Document text:
Which Do You Choose?


An individual with special needs or any developmental, psychiatric, neurological or behavioral diagnosis may benefit greatly from either Music Therapy OR specialized music instruction. The following are some guidelines for identifying which type of session might be the best fit for you or your loved one. Don't forget our music therapists will be here to help guide your decision!


Choose Music Therapy When:


  • The individual is already receiving treatment with other types of therapists, but seems especially interested in, sensitive to or connected with music. An individual who is naturally drawn to music may receive special benefit from a treatment strategy that includes Music Therapy. This may also be helpful with children who seem bored, disinterested or not engaged in more traditional therapies, as music can arouse their interest and feel more like play.

  • The indivudal may be a candidate for specialized music instruction at a later stage, but does not currently have the verbal, social, behavioral or cognitive skills necessary for adaptive lessons. A Music Therapist can address these goals in treatment, with one objective being to ready the individual for specialized music instruction in the future.

  • The individual is not interested in learning an instrument and/or the individuals’/families' focus is primarily on exploring avenues of treatment for the individual. Again, Music Therapy is designed to meet treatment goals, not to teach music skills, regardless of an individual's interest in or aptitude for music.

  • The individual or family wants learning music skills to be a part of the treatment, but also wants to ensure that the Therapist is specifically working to address treatment goals. Learning music skills can be part of a Music Therapy session, but the Music Therapist is also deliberately working on therapeutic skill-building, symptom reduction, etc.


Choose Specialized Music Instruction When:


  • The individual wants to learn an instrument and has tried traditional lessons, but did not have a successful experience due to behavioral, verbal, cognitive or other difficulties with which the teacher was unable to work.

  • The individual has already received Music Therapy treatment for some time (or other outside treatment), treatment goals have been met or are in the process of being met, and the individual, family and therapist agree that the individual is now ready for specialized music instruction.



Understanding the difference between Music Therapy and specialized music instruction and knowing what they can offer (with the help of these guidelines) can help parents, teachers, therapists and clients make informed, confident choices in their treatment.

Dataset records:
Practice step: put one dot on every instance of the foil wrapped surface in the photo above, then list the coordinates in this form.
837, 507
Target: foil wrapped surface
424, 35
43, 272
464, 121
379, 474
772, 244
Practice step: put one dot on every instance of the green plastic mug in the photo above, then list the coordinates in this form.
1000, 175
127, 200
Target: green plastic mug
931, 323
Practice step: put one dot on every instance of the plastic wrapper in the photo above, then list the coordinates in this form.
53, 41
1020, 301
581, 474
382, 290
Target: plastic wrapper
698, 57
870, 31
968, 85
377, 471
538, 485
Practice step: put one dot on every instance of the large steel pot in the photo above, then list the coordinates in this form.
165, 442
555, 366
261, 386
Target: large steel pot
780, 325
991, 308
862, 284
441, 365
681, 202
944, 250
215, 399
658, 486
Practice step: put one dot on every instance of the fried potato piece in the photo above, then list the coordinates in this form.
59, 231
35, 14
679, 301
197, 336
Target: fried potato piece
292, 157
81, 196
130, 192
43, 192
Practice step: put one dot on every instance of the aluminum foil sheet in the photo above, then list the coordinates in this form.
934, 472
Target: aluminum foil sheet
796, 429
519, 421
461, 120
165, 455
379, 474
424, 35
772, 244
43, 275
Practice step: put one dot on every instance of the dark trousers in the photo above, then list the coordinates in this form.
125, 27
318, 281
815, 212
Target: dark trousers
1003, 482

Work request 1:
Please answer these from the music therapy guide, one line each:
(a) What can music do for children who seem bored, disinterested or not engaged in more traditional therapies?
(b) For an individual who lacks the skills needed for adaptive lessons, what is one objective of Music Therapy?
(c) Who must agree that an individual who has received Music Therapy is now ready for specialized music instruction?
Work request 2: Summarize the music therapy guide in two sentences.

Exercise output 1:
(a) Music can arouse their interest and feel more like play.
(b) To ready the individual for specialized music instruction in the future.
(c) The individual, the family and the therapist.

Exercise output 2: An individual with special needs may benefit from either Music Therapy or specialized music instruction. Music Therapy fits someone who is drawn to music, not yet ready for adaptive lessons or focused on treatment goals, while specialized instruction suits someone who wants to learn an instrument after traditional lessons failed or after treatment goals have been met.